The devastating reverberations of the pandemic are shaking every part of our economy, both locally and nationally. And we cannot yet see when this economic earthquake’s aftershocks will subside.
The jobless rolls continue to grow, with more than 36 million Americans out of work within a month.
The head of the Federal Reserve says the $3 trillion in aid already approved by Congress will not be enough to stave off a depression in the national economy, even with the trillions more in support that is already being provided by the Fed itself.
“Additional fiscal support could be costly but worth it if it helps avoid long-term economic damage and leaves us with a stronger recovery,” Fed Chair Jerome H. Powell said, according to a report in the Washington Post.
That’s the national crisis.
On the local level, where retail stores are starting to reopen on a limited basis to try to attract wary customers, we need look no further than the agriculture sector to see the prospect of deepening trouble.
Keymar dairy farmer Greg Clabaugh told News-Post reporters recently that he is worried about the long-term sustainability of his family-owned farm. Specifically, he wonders whether the farmers’ co-operative to which he belongs is going to keep picking up the milk.
“If they’re going to have a market for it … what price are we going to get,” he asked rhetorically.
Clabaugh said he needs to receive about $17 per hundred pounds of raw milk to keep going, but his most recent check was for $13 per hundred pounds.
When you are pouring your milk into your morning cereal or adding cream to your coffee, you probably don’t think much about the dairy farmers of Frederick County, nor about how their businesses are run.

EXERCISE SET:
a – Duplicate the part of the passage on the pandemic's economic damage that opens with the words containing "On the local" and closes with "he asked rhetorically.".
b – Name every dollar amount stated in the passage on the pandemic's economic damage.
You won't need the records that come after the passage on the pandemic's economic damage.

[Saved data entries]

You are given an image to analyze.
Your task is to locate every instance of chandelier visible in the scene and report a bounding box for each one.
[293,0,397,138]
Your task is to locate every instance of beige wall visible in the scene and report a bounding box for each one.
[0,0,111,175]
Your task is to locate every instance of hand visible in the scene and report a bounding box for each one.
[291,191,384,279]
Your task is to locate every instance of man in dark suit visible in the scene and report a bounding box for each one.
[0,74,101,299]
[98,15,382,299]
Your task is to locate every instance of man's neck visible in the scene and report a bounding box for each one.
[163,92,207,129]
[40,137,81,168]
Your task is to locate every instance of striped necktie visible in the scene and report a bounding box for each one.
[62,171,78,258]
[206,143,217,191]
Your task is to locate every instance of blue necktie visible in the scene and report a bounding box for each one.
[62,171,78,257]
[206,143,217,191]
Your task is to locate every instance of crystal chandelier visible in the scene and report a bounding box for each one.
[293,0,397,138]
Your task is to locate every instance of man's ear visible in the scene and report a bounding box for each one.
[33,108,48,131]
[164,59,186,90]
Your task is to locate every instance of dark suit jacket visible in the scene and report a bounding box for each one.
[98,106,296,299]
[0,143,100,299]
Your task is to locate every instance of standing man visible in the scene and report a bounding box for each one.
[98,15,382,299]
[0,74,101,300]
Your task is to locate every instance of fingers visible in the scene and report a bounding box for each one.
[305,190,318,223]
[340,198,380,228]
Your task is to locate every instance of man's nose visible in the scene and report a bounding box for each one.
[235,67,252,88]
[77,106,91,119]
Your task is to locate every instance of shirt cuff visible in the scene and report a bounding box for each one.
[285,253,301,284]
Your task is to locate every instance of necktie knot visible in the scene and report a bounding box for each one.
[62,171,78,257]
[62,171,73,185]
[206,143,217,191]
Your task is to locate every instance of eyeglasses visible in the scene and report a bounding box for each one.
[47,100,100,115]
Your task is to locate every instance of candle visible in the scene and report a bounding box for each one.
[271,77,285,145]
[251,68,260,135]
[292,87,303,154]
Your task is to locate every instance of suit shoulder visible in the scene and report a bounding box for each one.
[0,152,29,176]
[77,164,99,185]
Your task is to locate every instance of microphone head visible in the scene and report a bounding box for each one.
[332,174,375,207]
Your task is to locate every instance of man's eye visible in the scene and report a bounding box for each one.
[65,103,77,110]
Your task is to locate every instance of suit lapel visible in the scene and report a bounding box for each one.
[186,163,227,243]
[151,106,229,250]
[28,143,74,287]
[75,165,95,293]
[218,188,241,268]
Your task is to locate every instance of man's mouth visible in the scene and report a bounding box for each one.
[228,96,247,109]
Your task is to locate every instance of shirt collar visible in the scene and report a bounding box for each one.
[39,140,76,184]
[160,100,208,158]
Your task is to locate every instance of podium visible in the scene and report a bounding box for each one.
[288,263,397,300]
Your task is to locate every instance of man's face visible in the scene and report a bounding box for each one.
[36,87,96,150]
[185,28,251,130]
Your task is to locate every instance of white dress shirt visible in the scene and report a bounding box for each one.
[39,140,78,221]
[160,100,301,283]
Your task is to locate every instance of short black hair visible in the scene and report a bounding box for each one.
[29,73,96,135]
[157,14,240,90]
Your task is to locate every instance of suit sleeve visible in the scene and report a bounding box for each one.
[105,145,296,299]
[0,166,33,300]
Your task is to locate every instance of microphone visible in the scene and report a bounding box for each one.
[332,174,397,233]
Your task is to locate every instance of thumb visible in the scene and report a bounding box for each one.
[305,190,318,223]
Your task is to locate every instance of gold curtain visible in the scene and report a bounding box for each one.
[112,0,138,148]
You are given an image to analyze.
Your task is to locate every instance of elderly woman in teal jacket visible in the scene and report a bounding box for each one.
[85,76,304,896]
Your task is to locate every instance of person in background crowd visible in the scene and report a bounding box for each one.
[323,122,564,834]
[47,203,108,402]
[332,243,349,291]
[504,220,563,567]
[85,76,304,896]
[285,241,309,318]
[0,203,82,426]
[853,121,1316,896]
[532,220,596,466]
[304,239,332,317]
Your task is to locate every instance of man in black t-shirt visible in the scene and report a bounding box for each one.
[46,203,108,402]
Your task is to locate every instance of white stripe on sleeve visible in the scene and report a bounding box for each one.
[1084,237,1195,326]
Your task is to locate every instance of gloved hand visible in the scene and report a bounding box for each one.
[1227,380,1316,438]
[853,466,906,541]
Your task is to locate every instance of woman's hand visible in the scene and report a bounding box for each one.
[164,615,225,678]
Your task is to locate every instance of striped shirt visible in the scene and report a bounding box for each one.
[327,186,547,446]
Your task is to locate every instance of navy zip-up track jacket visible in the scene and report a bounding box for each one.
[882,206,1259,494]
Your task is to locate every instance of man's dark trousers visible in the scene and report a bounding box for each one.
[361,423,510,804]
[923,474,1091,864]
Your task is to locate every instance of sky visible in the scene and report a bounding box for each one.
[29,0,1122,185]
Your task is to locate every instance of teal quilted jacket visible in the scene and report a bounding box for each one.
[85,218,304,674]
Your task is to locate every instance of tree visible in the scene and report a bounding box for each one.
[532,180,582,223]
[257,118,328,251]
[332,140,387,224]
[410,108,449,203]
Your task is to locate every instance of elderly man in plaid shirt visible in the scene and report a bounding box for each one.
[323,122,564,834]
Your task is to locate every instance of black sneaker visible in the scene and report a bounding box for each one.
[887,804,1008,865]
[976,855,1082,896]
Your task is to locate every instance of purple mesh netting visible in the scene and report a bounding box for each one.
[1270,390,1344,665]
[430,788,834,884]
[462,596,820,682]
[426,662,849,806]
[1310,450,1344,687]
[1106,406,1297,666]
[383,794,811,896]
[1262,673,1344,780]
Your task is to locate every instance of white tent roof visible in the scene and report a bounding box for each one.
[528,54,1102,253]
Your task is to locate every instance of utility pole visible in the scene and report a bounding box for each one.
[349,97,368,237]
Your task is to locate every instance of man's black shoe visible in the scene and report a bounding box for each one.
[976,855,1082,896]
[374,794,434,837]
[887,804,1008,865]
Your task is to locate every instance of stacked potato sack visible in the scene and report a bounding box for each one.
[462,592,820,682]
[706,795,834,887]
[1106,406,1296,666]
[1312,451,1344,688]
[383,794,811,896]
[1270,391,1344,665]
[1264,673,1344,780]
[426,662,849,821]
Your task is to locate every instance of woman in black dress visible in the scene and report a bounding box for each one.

RESPONSES TO THE TASKS:
a –
On the local level, where retail stores are starting to reopen on a limited basis to try to attract wary customers, we need look no further than the agriculture sector to see the prospect of deepening trouble.
Keymar dairy farmer Greg Clabaugh told News-Post reporters recently that he is worried about the long-term sustainability of his family-owned farm. Specifically, he wonders whether the farmers’ co-operative to which he belongs is going to keep picking up the milk.
“If they’re going to have a market for it … what price are we going to get,” he asked rhetorically.

b – $3 trillion, $17 per hundred pounds, $13 per hundred pounds